[Data supplied]
+++
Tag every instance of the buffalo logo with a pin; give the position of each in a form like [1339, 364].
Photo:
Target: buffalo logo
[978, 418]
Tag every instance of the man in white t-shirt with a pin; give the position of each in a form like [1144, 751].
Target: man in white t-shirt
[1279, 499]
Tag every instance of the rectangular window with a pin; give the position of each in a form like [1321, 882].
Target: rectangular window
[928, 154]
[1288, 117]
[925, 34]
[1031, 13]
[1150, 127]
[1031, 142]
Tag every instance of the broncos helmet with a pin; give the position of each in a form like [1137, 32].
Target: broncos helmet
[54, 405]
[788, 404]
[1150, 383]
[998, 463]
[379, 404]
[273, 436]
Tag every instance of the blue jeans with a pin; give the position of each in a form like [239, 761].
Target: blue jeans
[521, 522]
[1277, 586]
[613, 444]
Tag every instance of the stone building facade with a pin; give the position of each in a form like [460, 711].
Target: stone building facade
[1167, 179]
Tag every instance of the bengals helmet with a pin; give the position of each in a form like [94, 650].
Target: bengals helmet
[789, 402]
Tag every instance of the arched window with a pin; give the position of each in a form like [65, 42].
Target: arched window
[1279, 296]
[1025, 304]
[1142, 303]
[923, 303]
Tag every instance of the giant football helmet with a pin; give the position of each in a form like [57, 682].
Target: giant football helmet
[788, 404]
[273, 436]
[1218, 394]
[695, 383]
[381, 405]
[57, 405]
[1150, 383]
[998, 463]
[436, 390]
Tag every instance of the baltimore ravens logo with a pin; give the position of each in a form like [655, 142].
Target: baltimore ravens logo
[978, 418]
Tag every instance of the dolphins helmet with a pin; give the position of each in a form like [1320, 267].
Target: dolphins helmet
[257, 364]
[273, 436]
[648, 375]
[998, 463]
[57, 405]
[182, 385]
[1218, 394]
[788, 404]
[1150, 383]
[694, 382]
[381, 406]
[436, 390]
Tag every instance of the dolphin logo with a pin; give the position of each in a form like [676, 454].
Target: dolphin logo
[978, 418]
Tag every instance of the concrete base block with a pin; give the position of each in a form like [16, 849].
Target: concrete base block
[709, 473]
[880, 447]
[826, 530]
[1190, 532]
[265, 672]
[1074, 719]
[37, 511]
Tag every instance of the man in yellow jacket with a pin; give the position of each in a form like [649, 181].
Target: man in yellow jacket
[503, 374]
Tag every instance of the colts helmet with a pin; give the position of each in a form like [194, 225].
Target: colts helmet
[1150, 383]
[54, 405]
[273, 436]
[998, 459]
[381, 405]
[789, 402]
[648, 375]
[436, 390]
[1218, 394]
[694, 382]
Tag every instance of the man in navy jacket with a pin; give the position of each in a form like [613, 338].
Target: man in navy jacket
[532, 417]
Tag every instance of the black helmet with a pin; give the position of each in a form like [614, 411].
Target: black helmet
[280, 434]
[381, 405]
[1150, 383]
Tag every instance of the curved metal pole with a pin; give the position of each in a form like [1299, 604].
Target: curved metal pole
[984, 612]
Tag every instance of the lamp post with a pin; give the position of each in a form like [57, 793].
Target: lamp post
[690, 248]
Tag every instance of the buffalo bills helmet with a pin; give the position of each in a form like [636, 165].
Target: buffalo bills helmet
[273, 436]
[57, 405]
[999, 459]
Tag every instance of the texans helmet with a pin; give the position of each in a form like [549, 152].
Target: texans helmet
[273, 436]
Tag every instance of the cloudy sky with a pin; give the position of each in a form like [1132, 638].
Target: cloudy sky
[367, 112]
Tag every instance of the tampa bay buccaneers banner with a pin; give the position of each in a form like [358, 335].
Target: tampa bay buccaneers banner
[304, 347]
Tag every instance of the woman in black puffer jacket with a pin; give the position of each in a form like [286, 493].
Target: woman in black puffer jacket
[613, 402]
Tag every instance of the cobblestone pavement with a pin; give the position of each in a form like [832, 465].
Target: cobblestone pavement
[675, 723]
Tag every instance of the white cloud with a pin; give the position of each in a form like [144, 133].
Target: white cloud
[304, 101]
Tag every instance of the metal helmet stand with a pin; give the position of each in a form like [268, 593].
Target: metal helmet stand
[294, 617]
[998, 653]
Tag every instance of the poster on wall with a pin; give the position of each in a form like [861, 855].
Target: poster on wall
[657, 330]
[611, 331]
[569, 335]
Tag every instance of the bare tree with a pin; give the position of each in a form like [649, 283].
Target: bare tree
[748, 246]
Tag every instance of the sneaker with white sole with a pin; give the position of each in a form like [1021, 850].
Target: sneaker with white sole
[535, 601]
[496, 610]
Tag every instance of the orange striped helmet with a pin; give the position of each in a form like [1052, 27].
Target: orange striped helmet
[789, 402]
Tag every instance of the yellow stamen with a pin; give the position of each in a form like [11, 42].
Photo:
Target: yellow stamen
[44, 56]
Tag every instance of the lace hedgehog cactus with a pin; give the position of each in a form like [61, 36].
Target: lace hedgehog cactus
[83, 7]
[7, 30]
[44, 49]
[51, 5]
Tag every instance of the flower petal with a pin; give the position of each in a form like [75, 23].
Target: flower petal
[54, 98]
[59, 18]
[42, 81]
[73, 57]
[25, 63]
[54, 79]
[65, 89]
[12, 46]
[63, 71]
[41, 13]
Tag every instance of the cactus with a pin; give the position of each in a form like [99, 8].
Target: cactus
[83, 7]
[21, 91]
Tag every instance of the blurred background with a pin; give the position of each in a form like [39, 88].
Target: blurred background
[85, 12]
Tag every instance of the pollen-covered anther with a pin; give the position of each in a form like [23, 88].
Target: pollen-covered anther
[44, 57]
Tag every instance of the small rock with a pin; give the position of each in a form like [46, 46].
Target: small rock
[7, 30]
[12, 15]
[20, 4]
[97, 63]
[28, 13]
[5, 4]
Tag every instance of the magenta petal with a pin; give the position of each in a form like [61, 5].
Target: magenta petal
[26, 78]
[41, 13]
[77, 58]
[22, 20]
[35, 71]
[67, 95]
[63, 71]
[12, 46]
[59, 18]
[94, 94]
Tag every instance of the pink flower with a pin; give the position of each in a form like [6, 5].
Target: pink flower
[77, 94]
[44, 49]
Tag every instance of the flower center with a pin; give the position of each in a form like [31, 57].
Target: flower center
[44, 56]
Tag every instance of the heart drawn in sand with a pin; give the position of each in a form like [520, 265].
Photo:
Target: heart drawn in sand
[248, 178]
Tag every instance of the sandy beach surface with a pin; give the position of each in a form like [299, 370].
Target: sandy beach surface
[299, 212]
+++
Give the lines above as a JSON list of strings, with one string per line and blank lines left out.

[
  "Tag every instance of the buffalo logo with a pin; give the position of each in a form like [1339, 364].",
  "Photo:",
  "Target: buffalo logo",
  "[978, 418]",
  "Tag every instance of the man in white t-shirt with a pin; give the position of each in a form like [1144, 751].",
  "Target: man in white t-shirt",
  "[1279, 499]",
  "Tag every instance of the rectangular window with a pin; give the position of each in a form like [1321, 882].",
  "Target: rectangular window",
  "[928, 154]",
  "[1288, 117]",
  "[925, 34]",
  "[1031, 13]",
  "[1150, 127]",
  "[1031, 142]",
  "Tag every instance of the broncos helmet with a pin; give the position of each in a form like [1137, 32].",
  "Target: broncos helmet",
  "[54, 405]",
  "[788, 404]",
  "[1150, 383]",
  "[998, 463]",
  "[379, 404]",
  "[273, 436]",
  "Tag every instance of the blue jeans with a pin; give the position of each in a form like [239, 761].",
  "Target: blue jeans",
  "[521, 522]",
  "[1277, 586]",
  "[613, 444]",
  "Tag every instance of the stone building facade with a pin; give the position of each in a form like [460, 711].",
  "Target: stone building facade",
  "[1167, 179]",
  "Tag every instance of the bengals helmet with a pin; give the position of each in a form like [94, 650].",
  "Target: bengals helmet",
  "[789, 402]",
  "Tag every instance of the arched window with a pin; give the position of each in a form like [65, 42].",
  "Target: arched window",
  "[1279, 296]",
  "[1025, 304]",
  "[1142, 303]",
  "[923, 303]",
  "Tag every instance of the giant football helmet with a pin; give the position of each in a form like [57, 682].",
  "Target: giant football helmet",
  "[788, 404]",
  "[273, 436]",
  "[1218, 394]",
  "[695, 383]",
  "[381, 405]",
  "[57, 405]",
  "[1150, 383]",
  "[998, 463]",
  "[436, 390]",
  "Tag every instance of the baltimore ravens logo with a pin; give the position of each in a form like [655, 142].",
  "Target: baltimore ravens logo",
  "[978, 418]",
  "Tag every instance of the dolphins helmet with a pin; give the position of each in a form like [1320, 267].",
  "Target: dolphins helmet",
  "[257, 364]",
  "[273, 436]",
  "[648, 375]",
  "[998, 463]",
  "[57, 405]",
  "[182, 385]",
  "[1218, 394]",
  "[788, 404]",
  "[1150, 383]",
  "[694, 382]",
  "[381, 406]",
  "[436, 390]",
  "Tag every instance of the dolphin logo with a pin; give the position of each in a form like [676, 454].",
  "Target: dolphin logo",
  "[978, 418]",
  "Tag every instance of the concrete base block with a pin; give the position of each in a form like [16, 849].",
  "Target: concrete base block",
  "[709, 473]",
  "[880, 447]",
  "[826, 530]",
  "[1190, 532]",
  "[265, 672]",
  "[1074, 719]",
  "[37, 511]",
  "Tag every instance of the man in yellow jacket with a pin; give the position of each in a form like [649, 181].",
  "Target: man in yellow jacket",
  "[503, 374]",
  "Tag every instance of the colts helmet with a pin; give the position of each in a form like [194, 225].",
  "Target: colts helmet",
  "[1150, 383]",
  "[54, 405]",
  "[273, 436]",
  "[998, 459]",
  "[381, 405]",
  "[789, 402]",
  "[648, 375]",
  "[436, 390]",
  "[1218, 394]",
  "[694, 382]",
  "Tag every instance of the man in navy jacket with a pin; give the position of each in a form like [613, 338].",
  "Target: man in navy jacket",
  "[532, 417]",
  "Tag every instance of the black helmet with a pin; give the position of each in a form like [614, 411].",
  "Target: black helmet",
  "[280, 434]",
  "[381, 405]",
  "[1150, 383]",
  "Tag every instance of the curved metal pole with a pin; give the position of each in a form like [1299, 604].",
  "Target: curved metal pole",
  "[984, 612]",
  "Tag every instance of the lamp post with a pin; give the position of each in a form like [57, 793].",
  "Target: lamp post",
  "[690, 248]",
  "Tag every instance of the buffalo bills helmet with a pin; give the position of each in a form like [636, 165].",
  "Target: buffalo bills helmet",
  "[273, 436]",
  "[57, 405]",
  "[999, 459]",
  "Tag every instance of the texans helmet with a pin; give the position of each in a form like [549, 152].",
  "Target: texans helmet",
  "[273, 436]",
  "Tag every instance of the cloudy sky with a pin; give the position of each in a form like [1132, 638].",
  "Target: cloudy sky",
  "[367, 112]",
  "Tag every instance of the tampa bay buccaneers banner with a pin; give the position of each in a form like [358, 335].",
  "Target: tampa bay buccaneers banner",
  "[304, 347]",
  "Tag every instance of the woman in black puffer jacket with a pin; give the position of each in a form like [286, 493].",
  "Target: woman in black puffer jacket",
  "[613, 402]",
  "Tag every instance of the cobblestone pavement with a pin; give the position of each in a form like [832, 465].",
  "Target: cobblestone pavement",
  "[675, 723]",
  "Tag every instance of the white cloud with a pin; give the position of each in a form like [144, 133].",
  "Target: white cloud",
  "[304, 101]",
  "Tag every instance of the metal helmet stand with a pin; give the position of each in a form like [268, 593].",
  "Target: metal helmet stand",
  "[294, 617]",
  "[998, 653]",
  "Tag every instance of the poster on wall with a pin; give the position of each in a form like [861, 855].",
  "Target: poster on wall",
  "[657, 330]",
  "[611, 331]",
  "[569, 335]",
  "Tag every instance of the bare tree with a pin; give the position of each in a form like [649, 283].",
  "Target: bare tree",
  "[748, 246]",
  "Tag every instance of the sneaker with white sole with a pin; give the position of each in a form like [1021, 850].",
  "Target: sneaker with white sole",
  "[535, 601]",
  "[496, 610]",
  "Tag every instance of the orange striped helmet with a pin; give the position of each in a form like [1052, 27].",
  "Target: orange striped helmet",
  "[789, 402]",
  "Tag every instance of the yellow stamen with a pin; give the position of each in a form like [11, 42].",
  "Photo:",
  "Target: yellow stamen",
  "[44, 56]",
  "Tag every instance of the lace hedgehog cactus with a pin; give the position of each in a form like [61, 36].",
  "Target: lace hedgehog cactus",
  "[83, 7]",
  "[7, 30]",
  "[44, 49]",
  "[51, 5]",
  "Tag every instance of the flower petal with a pin; give the position of each in a form like [75, 23].",
  "Target: flower petal",
  "[54, 98]",
  "[59, 18]",
  "[42, 81]",
  "[73, 57]",
  "[25, 63]",
  "[54, 79]",
  "[65, 89]",
  "[12, 46]",
  "[63, 71]",
  "[41, 13]",
  "Tag every instance of the cactus with a pin; give the position of each in a form like [99, 8].",
  "Target: cactus",
  "[83, 7]",
  "[21, 91]",
  "Tag every instance of the blurred background with a pin; give the position of each in a form like [39, 88].",
  "Target: blurred background",
  "[85, 12]",
  "Tag every instance of the pollen-covered anther with a pin; give the position of each in a form like [23, 88].",
  "Target: pollen-covered anther",
  "[44, 57]",
  "Tag every instance of the small rock with a pin; give the position of each in a form like [46, 46].",
  "Target: small rock",
  "[7, 30]",
  "[12, 15]",
  "[20, 4]",
  "[97, 63]",
  "[28, 13]",
  "[5, 4]",
  "Tag every instance of the magenta petal with a pin; give the position of each in a form like [61, 5].",
  "Target: magenta petal",
  "[26, 78]",
  "[41, 13]",
  "[77, 58]",
  "[22, 20]",
  "[35, 71]",
  "[67, 95]",
  "[63, 71]",
  "[12, 46]",
  "[59, 18]",
  "[94, 94]",
  "Tag every instance of the pink flower with a pin; give the position of each in a form like [6, 5].",
  "Target: pink flower",
  "[77, 94]",
  "[44, 49]",
  "Tag every instance of the flower center with a pin; give the position of each in a form like [31, 57].",
  "Target: flower center",
  "[44, 56]",
  "Tag every instance of the heart drawn in sand with a pin; give the position of each in a form like [520, 265].",
  "Photo:",
  "Target: heart drawn in sand",
  "[248, 178]",
  "Tag every instance of the sandy beach surface with a pin; give the position of each in a form like [299, 370].",
  "Target: sandy beach surface",
  "[299, 212]"
]